(Beginning of SUPPLIED ENTRIES)

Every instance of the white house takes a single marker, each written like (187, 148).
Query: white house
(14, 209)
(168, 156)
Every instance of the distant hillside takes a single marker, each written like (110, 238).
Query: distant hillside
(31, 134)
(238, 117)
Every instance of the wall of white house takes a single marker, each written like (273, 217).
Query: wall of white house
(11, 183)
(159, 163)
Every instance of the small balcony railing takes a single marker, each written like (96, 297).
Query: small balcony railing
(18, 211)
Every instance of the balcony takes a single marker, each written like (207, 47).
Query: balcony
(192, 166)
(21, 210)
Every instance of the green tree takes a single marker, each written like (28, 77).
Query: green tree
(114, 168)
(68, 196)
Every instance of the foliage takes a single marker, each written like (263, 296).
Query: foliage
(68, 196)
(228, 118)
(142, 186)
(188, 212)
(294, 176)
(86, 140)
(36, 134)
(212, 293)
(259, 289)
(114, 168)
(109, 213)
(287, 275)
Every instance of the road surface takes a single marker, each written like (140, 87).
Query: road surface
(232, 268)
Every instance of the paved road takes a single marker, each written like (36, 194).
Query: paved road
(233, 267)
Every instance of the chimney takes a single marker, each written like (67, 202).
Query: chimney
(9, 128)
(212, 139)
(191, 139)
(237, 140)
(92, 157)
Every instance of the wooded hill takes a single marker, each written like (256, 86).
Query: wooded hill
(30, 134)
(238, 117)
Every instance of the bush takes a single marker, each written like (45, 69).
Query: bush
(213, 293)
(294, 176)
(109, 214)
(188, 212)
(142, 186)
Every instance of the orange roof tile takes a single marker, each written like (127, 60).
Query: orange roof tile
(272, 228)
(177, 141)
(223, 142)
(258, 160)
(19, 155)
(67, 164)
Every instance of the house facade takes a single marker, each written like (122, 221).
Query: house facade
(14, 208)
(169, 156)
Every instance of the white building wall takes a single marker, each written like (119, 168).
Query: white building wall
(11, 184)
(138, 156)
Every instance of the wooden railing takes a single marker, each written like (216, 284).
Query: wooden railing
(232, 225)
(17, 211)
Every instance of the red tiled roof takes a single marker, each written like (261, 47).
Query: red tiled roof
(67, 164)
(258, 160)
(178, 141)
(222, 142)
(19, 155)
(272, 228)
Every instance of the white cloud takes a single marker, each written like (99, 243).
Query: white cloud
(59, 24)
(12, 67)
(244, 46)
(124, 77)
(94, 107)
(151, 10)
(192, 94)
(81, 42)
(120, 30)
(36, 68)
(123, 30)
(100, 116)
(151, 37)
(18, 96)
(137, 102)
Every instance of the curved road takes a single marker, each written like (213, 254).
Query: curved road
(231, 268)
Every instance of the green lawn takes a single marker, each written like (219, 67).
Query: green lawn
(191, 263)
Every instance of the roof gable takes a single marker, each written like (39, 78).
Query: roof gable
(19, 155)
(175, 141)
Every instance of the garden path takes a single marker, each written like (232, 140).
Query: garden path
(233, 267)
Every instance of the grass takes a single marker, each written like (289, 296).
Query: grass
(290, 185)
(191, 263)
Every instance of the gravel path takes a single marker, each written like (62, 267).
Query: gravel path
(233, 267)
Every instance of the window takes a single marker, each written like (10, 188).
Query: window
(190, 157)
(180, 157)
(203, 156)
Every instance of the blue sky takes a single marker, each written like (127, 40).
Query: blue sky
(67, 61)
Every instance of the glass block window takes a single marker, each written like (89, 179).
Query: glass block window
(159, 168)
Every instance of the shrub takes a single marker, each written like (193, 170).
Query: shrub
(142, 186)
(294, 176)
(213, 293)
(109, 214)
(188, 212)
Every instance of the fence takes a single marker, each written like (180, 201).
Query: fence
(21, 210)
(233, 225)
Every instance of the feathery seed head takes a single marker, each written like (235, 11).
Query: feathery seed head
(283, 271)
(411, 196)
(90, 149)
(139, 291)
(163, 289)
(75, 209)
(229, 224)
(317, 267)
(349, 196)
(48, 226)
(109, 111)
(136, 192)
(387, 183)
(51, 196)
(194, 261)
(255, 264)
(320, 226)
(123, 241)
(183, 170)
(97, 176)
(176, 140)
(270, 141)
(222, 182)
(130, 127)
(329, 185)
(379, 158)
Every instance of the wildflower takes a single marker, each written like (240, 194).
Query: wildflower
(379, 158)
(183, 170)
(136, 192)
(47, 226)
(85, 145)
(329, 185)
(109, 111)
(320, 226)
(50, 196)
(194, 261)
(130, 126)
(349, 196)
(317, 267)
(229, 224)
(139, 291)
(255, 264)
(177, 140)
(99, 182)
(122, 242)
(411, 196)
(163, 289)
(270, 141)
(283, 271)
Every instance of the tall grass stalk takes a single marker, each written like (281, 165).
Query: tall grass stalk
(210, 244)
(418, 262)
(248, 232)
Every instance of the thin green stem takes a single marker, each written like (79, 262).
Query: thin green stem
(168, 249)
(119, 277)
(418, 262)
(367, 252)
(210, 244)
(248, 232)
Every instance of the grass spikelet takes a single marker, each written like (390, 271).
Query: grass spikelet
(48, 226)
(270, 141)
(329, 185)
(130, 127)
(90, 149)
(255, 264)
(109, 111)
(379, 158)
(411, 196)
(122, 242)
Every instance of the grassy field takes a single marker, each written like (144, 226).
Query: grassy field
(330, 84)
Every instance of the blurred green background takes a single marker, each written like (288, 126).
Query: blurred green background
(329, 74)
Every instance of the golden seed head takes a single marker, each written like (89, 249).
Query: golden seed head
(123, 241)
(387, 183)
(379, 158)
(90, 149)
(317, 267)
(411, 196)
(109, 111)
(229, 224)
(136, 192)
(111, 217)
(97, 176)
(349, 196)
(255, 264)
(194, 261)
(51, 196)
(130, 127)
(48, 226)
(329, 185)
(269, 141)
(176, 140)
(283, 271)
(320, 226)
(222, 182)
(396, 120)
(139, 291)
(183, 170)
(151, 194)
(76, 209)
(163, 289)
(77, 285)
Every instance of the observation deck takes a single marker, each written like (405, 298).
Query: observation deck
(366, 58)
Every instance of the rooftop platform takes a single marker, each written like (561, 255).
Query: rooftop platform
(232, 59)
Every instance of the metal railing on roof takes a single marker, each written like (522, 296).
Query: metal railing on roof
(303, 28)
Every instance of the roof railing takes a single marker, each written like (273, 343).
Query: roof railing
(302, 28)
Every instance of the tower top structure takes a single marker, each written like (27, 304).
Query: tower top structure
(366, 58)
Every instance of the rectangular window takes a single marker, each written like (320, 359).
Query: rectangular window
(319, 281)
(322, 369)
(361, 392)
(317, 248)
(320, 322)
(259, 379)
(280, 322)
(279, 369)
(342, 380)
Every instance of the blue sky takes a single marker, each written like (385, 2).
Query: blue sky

(End of SUPPLIED ENTRIES)

> ACTION ITEM
A word-for-word copy of the data is what should be returned.

> WRITTEN ANSWER
Every instance of the white house takes a single marker, each written like (187, 148).
Query: white house
(14, 209)
(168, 156)
Every instance of the distant hillside takes a single marker, each written like (110, 238).
Query: distant hillside
(31, 134)
(238, 117)
Every instance of the wall of white house takes a single marker, each written like (273, 217).
Query: wall of white house
(11, 183)
(159, 163)
Every instance of the small balcony railing takes a single marker, each written like (96, 297).
Query: small balcony railing
(18, 211)
Every instance of the balcony takes a single marker, each written like (207, 47).
Query: balcony
(192, 166)
(21, 210)
Every instance of the green tree takes a single marker, each written like (28, 77).
Query: green tree
(114, 168)
(68, 196)
Every instance of the foliage takes a single marker, each written like (263, 296).
Query: foliage
(68, 196)
(228, 118)
(142, 186)
(188, 212)
(294, 176)
(86, 140)
(36, 134)
(212, 293)
(259, 289)
(114, 168)
(109, 213)
(287, 275)
Every instance of the road surface takes a single marker, each written like (140, 87).
Query: road surface
(232, 268)
Every instance of the paved road takes a single marker, each written like (36, 194).
Query: paved road
(233, 267)
Every instance of the chimney takes a single marker, each written like (67, 202).
Query: chimney
(9, 128)
(212, 139)
(191, 139)
(237, 140)
(92, 157)
Every instance of the wooded hill takes a single marker, each written like (256, 86).
Query: wooded hill
(30, 134)
(238, 117)
Every instance of the bush takes a single marker, each written like (45, 69).
Query: bush
(213, 293)
(294, 176)
(109, 214)
(188, 212)
(142, 186)
Every instance of the orange roof tile takes a single marker, each written like (127, 60).
Query: orange roof tile
(272, 228)
(177, 141)
(223, 142)
(258, 160)
(19, 155)
(67, 164)
Every instance of the house facade takes a single marker, each written like (122, 221).
Query: house facade
(14, 208)
(169, 156)
Every instance of the white building wall takes a single marker, each written like (119, 168).
Query: white building wall
(11, 184)
(138, 156)
Every instance of the wooden railing takes a single marker, each written like (216, 284).
Query: wooden railing
(232, 225)
(17, 211)
Every instance of the red tiled roof takes a single marker, each written like (261, 47).
Query: red tiled roof
(67, 164)
(258, 160)
(178, 141)
(222, 142)
(19, 155)
(272, 228)
Every instance of the white cloud takes a single marker, each written like (99, 243).
Query: white cloud
(59, 24)
(12, 67)
(244, 46)
(124, 77)
(94, 107)
(151, 10)
(192, 94)
(81, 42)
(120, 30)
(36, 68)
(123, 30)
(100, 116)
(151, 37)
(18, 96)
(137, 102)
Every instance of the curved road takes a single marker, each written like (213, 254).
Query: curved road
(231, 268)
Every instance of the green lawn takes a single marker, each written like (219, 67).
Query: green lawn
(191, 263)
Every instance of the roof gable takes a single marker, each written like (39, 78).
Query: roof gable
(19, 155)
(175, 141)
Every instance of the garden path takes a single marker, each written like (232, 140).
Query: garden path
(233, 267)
Every instance of the grass takes a single marker, each written like (289, 296).
Query: grass
(290, 185)
(191, 263)
Every instance of the gravel path takes a single marker, each written like (62, 267).
Query: gravel path
(233, 267)
Every instance of the window takes a single marker, each written like (10, 188).
Query: window
(190, 157)
(180, 157)
(203, 156)
Every instance of the blue sky takes a single marker, each written like (127, 40).
Query: blue sky
(67, 61)
Every instance of the glass block window takes a single marker, each written like (89, 179).
Query: glass block window
(159, 168)
Every instance of the shrub takes a single marker, each written like (193, 170).
Query: shrub
(142, 186)
(294, 176)
(213, 293)
(109, 214)
(188, 212)
Every instance of the fence takes a single marker, each written like (180, 201).
Query: fence
(21, 210)
(233, 225)
Every instance of the feathery seed head takes a single marker, each written like (235, 11).
Query: feathery seed head
(283, 271)
(411, 196)
(90, 149)
(139, 291)
(163, 289)
(75, 209)
(229, 224)
(317, 267)
(349, 196)
(48, 226)
(109, 111)
(136, 192)
(387, 183)
(51, 196)
(194, 261)
(255, 264)
(320, 226)
(123, 241)
(183, 170)
(97, 176)
(176, 140)
(270, 141)
(222, 182)
(130, 127)
(329, 185)
(379, 158)
Every instance of the wildflower takes a single marker, each written like (240, 194).
Query: wildflower
(379, 158)
(183, 170)
(136, 192)
(47, 226)
(85, 145)
(329, 185)
(109, 111)
(320, 226)
(50, 196)
(194, 261)
(130, 126)
(349, 196)
(317, 267)
(229, 224)
(139, 291)
(255, 264)
(177, 140)
(99, 182)
(122, 242)
(411, 196)
(163, 289)
(270, 141)
(283, 271)
Every instance of the tall grass stalk takes a single marker, each written like (281, 165).
Query: tall grass stalk
(210, 244)
(418, 262)
(248, 232)
Every instance of the thin green stem takes a single marker, each written like (79, 262).
Query: thin green stem
(168, 249)
(119, 277)
(418, 262)
(367, 252)
(210, 244)
(248, 232)
Every instance of the grass spikelet takes a single marker, each written like (390, 271).
Query: grass spikelet
(48, 226)
(270, 141)
(329, 185)
(130, 127)
(90, 149)
(255, 264)
(109, 111)
(379, 158)
(411, 196)
(122, 242)
Every instance of the grassy field takes a single marker, each written like (144, 226).
Query: grassy field
(330, 84)
Every instance of the blurred green background takes a single marker, each written like (288, 126).
Query: blurred green background
(329, 74)
Every instance of the golden seed head takes a single marker, each written like (89, 249).
Query: golden seed head
(123, 241)
(387, 183)
(379, 158)
(90, 149)
(317, 267)
(411, 196)
(109, 111)
(229, 224)
(136, 192)
(111, 217)
(97, 176)
(349, 196)
(255, 264)
(194, 261)
(51, 196)
(130, 127)
(48, 226)
(329, 185)
(269, 141)
(176, 140)
(283, 271)
(320, 226)
(222, 182)
(396, 120)
(139, 291)
(183, 170)
(151, 194)
(76, 209)
(163, 289)
(77, 285)
Every instance of the observation deck takes a single marker, each written like (405, 298).
Query: observation deck
(366, 58)
Every instance of the rooftop platform takes a single marker, each written like (561, 255).
Query: rooftop platform
(232, 59)
Every instance of the metal railing on roof takes a single marker, each written like (522, 296).
Query: metal railing on roof
(303, 28)
Every instance of the roof railing takes a single marker, each written like (273, 343).
Query: roof railing
(302, 28)
Every instance of the tower top structure takes a single marker, each written like (27, 304).
Query: tower top structure
(366, 58)
Every instance of the rectangular window takes a single marker, each written like (320, 359).
Query: rectangular window
(319, 281)
(322, 369)
(361, 392)
(317, 248)
(320, 322)
(259, 379)
(280, 322)
(279, 369)
(342, 380)
Every instance of the blue sky takes a single marker, each written like (385, 2).
Query: blue sky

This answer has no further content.